__Instructions to follow__
Look through the entries below for the string "head", and copy each line where it is found.

__Records for this exercise__

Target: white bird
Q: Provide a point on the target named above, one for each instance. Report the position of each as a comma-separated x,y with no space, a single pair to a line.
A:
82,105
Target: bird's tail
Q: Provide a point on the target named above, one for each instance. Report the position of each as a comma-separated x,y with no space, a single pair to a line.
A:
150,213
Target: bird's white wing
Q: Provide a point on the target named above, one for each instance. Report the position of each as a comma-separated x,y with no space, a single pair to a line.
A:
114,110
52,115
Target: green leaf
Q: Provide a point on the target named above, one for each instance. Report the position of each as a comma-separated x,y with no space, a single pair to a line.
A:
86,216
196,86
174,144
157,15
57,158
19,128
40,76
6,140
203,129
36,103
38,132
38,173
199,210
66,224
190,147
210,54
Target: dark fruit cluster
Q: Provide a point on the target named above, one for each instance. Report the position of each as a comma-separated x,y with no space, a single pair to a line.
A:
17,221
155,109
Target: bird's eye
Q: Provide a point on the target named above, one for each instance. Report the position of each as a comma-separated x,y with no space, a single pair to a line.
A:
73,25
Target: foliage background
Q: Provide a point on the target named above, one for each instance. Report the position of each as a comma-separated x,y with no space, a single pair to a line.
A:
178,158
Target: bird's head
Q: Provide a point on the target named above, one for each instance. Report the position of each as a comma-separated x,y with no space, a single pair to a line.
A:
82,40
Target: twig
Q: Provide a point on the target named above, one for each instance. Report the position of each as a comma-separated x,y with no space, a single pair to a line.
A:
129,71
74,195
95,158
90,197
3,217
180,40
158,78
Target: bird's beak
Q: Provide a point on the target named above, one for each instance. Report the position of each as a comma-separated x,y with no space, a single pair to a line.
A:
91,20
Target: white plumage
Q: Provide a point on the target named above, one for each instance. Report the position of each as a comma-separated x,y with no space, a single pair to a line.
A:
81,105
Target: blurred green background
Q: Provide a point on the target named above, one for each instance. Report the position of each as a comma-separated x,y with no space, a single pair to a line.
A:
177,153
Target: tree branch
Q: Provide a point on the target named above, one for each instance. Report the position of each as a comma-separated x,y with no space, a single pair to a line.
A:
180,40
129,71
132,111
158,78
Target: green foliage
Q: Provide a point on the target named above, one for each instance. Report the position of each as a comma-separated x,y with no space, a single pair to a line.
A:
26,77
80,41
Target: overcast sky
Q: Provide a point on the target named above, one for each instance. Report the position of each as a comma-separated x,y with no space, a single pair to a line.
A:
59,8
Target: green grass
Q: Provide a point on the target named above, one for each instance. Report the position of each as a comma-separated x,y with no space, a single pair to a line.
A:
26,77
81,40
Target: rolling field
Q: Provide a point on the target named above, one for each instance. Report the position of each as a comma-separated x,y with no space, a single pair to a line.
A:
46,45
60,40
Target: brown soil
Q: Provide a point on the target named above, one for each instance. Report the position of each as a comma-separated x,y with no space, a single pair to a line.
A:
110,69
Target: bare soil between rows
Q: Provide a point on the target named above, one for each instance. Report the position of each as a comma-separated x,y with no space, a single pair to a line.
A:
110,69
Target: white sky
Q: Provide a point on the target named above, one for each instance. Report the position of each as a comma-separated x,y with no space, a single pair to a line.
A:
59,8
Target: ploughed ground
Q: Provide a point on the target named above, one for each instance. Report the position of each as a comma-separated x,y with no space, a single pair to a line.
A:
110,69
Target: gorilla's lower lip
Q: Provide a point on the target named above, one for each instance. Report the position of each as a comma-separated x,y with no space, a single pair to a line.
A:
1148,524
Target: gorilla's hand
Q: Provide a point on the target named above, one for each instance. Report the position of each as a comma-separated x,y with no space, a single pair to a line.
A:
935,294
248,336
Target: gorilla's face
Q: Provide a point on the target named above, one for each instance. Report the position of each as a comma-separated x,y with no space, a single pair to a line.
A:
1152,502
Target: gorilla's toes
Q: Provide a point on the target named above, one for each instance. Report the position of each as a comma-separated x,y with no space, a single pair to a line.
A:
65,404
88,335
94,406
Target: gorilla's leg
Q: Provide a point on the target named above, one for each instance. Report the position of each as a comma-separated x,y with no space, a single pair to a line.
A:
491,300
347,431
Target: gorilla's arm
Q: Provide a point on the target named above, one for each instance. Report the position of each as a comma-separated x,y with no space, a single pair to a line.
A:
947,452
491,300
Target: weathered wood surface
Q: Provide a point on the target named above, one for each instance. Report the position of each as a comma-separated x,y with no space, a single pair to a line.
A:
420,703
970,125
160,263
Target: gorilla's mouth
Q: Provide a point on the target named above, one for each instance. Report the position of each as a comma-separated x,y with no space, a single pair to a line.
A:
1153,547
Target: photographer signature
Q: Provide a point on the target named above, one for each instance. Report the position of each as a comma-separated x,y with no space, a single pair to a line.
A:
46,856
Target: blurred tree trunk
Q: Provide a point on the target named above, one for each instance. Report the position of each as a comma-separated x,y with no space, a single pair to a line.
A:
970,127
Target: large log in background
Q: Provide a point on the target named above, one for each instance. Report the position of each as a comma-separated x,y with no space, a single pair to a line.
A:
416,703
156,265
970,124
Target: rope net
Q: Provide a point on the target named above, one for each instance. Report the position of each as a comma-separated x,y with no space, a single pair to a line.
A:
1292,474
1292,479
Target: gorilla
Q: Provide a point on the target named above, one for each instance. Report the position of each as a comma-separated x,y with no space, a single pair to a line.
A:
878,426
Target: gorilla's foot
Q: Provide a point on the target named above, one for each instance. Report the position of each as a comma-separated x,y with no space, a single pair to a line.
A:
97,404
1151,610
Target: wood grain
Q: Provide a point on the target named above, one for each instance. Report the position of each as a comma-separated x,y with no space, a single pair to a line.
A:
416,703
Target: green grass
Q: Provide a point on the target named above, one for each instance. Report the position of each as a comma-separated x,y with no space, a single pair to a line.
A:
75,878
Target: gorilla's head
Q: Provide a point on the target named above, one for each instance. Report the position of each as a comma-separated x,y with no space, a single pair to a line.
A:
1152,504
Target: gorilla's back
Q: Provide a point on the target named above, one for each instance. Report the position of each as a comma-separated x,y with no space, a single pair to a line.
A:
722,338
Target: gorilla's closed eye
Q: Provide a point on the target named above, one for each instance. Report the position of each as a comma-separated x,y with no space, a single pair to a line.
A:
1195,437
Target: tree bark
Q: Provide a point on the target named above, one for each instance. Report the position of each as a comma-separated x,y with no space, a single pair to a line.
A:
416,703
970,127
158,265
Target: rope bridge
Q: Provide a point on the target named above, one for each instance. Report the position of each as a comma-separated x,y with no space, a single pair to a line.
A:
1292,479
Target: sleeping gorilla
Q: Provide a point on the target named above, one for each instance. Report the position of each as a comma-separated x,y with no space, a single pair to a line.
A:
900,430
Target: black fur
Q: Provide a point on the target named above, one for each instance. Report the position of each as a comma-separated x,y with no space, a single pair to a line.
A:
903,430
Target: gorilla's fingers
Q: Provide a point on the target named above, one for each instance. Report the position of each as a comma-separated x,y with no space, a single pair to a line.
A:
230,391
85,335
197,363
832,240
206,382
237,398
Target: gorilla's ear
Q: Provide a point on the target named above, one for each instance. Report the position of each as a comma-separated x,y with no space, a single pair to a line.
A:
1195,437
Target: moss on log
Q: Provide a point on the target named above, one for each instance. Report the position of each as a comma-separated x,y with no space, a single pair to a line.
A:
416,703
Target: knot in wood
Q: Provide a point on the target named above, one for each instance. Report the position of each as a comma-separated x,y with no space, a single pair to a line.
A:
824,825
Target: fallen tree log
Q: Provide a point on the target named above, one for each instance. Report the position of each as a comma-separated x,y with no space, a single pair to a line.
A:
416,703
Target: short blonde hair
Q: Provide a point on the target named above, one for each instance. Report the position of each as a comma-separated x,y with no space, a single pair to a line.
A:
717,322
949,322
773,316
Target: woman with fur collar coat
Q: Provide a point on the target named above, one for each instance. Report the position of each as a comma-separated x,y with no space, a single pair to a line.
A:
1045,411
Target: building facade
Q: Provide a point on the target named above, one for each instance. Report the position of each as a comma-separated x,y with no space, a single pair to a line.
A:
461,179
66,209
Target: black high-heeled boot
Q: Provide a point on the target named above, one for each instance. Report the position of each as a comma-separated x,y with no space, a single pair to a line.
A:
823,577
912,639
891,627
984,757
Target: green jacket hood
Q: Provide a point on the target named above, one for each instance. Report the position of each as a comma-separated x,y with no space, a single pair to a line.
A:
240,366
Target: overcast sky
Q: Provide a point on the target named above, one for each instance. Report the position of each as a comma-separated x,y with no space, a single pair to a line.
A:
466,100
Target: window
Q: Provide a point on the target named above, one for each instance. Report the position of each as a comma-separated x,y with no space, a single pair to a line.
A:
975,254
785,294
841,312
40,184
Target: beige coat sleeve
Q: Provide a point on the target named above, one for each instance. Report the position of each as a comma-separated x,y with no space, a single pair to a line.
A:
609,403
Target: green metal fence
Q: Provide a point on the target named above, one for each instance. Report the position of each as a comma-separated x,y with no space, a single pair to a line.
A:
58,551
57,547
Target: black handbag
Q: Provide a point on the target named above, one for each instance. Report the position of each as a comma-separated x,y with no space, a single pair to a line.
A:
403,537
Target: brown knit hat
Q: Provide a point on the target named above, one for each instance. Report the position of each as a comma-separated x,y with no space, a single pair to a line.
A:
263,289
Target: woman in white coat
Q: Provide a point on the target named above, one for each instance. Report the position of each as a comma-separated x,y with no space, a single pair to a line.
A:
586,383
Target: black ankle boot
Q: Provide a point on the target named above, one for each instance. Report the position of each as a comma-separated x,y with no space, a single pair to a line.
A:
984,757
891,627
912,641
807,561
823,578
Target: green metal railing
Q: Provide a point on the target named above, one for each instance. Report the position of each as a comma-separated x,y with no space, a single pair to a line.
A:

__Response to the exercise__
Target: bird's head
Target: gorilla's head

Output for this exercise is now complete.